__O que se pede__
a - Com base no texto sobre cegueira e jornalismo, responda:
(i) Por quanto tempo, aproximadamente, durou o trabalho como repórter no jornal mencionado?
(ii) Em que década as redações eram descritas como imensas salas atulhadas de mesas?
(iii) Que três elementos dialogavam na "outra gramática de relações"?
b - Prossiga com o texto sobre cegueira e jornalismo a partir da última frase apresentada.

__Texto__
☆ ☆ ☆ ☆
Quando penso naquele período de quase uma década em que trabalhei como repórter no então jornal de maior circulação da Paraíba, sinto como se houvesse ultrapassado uma convenção, uma fronteira; como se houvesse escalado um monte muito alto, para perceber o mundo à minha volta por sobre a estreita cúpula de pedra.

Só hoje tenho consciência do que fiz, em todos aqueles anos em que dactilografava os acontecimentos cotidianos da minha cidade, do meu país; por baixo do texto objectivo, de parágrafos curtos, insinuava-se uma outra escrita: um outro texto que dizia que cegueira e jornalismo não são incompatíveis; uma outra gramática de relações em que dialogavam o Braille, a dactilografia e a linguagem jornalística na construção dos furos de reportagem que então fui capaz de produzir.

Estávamos na década de oitenta e as redacções eram ainda imensas salas atulhadas de mesas, caixotes de lixo, fumaça de cigarro e ruído intermitente das máquinas de dactilografia, ruminando sílabas e palavras para os acontecimentos do mundo lá fora. Páginas do dia seguinte, a desfolharem-se sob os olhos ora ávidos, ora quase desatentos dos leitores de então. Páginas e páginas manchadas de tinta que se quer falavam da reportagem inédita que se desdobrava no íntimo da minha consciência, inédita reportagem da qual nunca falara até o momento em que me pus a escrever este artigo.

Por dias a fio, enquanto perseguia o alimento primordial do jornalismo, enfatizando o excesso, a falha, o diferente, o desvio, enquanto me aprimorava na técnica de seleccionar o fato mais chamativo para a linha de frente de cada matéria redigida, não me dava conta do tamanho do desafio a que me propusera, não me dava conta de que eu era o próprio desvio, num mundo em que cegueira e visualidade eram eminentemente excludentes, um mundo em que o exercício do jornalismo era sobretudo um testemunho do olhar.
☆ ☆ ☆ ☆
__Dados apresentados__
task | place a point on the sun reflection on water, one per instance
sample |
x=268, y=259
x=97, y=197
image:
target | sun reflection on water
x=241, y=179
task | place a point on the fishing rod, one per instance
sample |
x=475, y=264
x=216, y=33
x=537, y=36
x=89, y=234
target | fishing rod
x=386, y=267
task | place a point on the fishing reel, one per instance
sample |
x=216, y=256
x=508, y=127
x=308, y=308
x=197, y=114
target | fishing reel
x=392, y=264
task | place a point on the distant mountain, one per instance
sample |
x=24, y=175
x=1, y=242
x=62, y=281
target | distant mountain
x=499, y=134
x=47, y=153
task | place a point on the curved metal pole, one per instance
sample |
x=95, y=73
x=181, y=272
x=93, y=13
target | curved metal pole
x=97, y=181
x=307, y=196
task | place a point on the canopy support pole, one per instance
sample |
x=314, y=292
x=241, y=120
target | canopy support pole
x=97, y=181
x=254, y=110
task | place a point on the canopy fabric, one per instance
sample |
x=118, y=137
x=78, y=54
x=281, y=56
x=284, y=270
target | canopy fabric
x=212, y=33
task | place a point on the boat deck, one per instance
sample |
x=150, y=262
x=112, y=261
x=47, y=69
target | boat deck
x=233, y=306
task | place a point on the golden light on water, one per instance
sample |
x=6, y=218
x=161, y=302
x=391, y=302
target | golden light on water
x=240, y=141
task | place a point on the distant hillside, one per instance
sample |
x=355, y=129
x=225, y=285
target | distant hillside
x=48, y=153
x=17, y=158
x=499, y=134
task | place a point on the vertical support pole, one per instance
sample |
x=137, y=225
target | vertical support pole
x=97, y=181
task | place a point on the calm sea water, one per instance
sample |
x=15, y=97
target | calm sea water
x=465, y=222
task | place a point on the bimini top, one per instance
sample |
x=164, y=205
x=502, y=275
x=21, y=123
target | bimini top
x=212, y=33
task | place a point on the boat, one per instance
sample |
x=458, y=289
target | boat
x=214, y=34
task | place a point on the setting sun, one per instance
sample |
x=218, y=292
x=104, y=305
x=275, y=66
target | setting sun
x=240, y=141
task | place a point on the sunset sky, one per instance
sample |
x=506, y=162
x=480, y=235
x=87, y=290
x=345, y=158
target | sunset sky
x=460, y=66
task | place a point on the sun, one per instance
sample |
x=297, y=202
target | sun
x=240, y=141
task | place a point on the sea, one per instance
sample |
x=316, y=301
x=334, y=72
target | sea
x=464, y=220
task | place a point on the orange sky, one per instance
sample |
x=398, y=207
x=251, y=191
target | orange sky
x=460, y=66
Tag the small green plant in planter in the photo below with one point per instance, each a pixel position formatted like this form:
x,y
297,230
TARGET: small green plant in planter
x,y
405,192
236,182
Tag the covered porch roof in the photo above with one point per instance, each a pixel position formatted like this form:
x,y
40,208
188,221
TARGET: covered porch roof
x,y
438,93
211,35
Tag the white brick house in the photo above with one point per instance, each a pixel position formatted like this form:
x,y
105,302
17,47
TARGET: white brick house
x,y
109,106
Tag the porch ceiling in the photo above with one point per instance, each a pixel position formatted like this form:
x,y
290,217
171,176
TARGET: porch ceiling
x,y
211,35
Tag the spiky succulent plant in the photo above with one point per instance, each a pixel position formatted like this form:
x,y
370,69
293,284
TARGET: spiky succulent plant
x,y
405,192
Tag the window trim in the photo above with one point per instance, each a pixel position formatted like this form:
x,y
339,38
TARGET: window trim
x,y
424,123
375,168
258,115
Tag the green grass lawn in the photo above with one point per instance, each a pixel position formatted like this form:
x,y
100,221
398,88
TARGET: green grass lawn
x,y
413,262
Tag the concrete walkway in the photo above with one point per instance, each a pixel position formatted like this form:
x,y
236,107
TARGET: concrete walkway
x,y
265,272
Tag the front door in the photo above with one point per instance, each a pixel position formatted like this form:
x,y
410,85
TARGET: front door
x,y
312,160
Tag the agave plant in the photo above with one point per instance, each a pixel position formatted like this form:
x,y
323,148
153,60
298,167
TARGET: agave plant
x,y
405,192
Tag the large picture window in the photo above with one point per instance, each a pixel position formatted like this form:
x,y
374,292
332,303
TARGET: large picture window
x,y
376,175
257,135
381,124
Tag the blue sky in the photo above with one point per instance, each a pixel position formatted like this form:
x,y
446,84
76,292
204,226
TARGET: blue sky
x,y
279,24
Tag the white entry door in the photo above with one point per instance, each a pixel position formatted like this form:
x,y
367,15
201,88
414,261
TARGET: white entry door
☆ ☆ ☆ ☆
__Respostas do exercício__
a -
(i) Quase uma década.
(ii) Na década de oitenta.
(iii) O Braille, a dactilografia e a linguagem jornalística.

b -
Muita coisa aconteceu naqueles meus anos de jornalismo, escrita invisível de um texto inédito que se reproduzia por baixo da notícia cotidiana, reportagem nunca publicada mas propositura de uma assinatura nova para o diálogo que então se estabelecia entre cegueira, jornalismo e os modos dos quais eu dispunha para transcrever o mundo à minha volta.

Houve pois reportágens e entrevistas inesquecíveis. Situações inusitadas que ficariam muito bem em um livro de aventuras ou numa obra auto-biográfica. De todos esses acontecimentos porém, sobressai-se um, aparentemente insignificante, forjado numa límpida e tranquila manhã de sábado.

Um acontecimento aparentemente insignificante /// volto a frisar //, mas que por si só exibiu toda a problemática da cegueira, com suas especificidades e sua profunda estranheza perante os olhos do mundo.

Sábado. Para o contexto de uma redacção de jornal da década de oitenta, essa não seria unicamente uma marca no calendário. O sábado transpirava uma espécie de alegria solta, alívio antecipado, vontade de abandono das notícias rotineiras, da crónica das queixas de reclamações de faltas e carecimentos, desejo de transitar por entre as árvores, a fiscalizar a devastação dos homens ou perseguir uma cena romântica de lavadeiras a cantar em algum rio em que uma escritura da poluição pudesse ser denunciada nas páginas do domingo.

Os repórteres da geral já tinham ido pois às suas caçadas. A redacção pulsava quase tranquilidade, quando a pesada porta de vidro deu passagem a um homem idoso, a preocupação estampada na voz com que se dirigiu ao chefe de reportagem.

Queria fazer uma denúncia sobre problemas de terra e como eu estava no plantão, ele foi encaminhado à minha mesa. Começou seu relato sem se quer olhar para mim. Eu anotava freneticamente na minha reglete, compondo em Braille, uma síntese da sua zanga.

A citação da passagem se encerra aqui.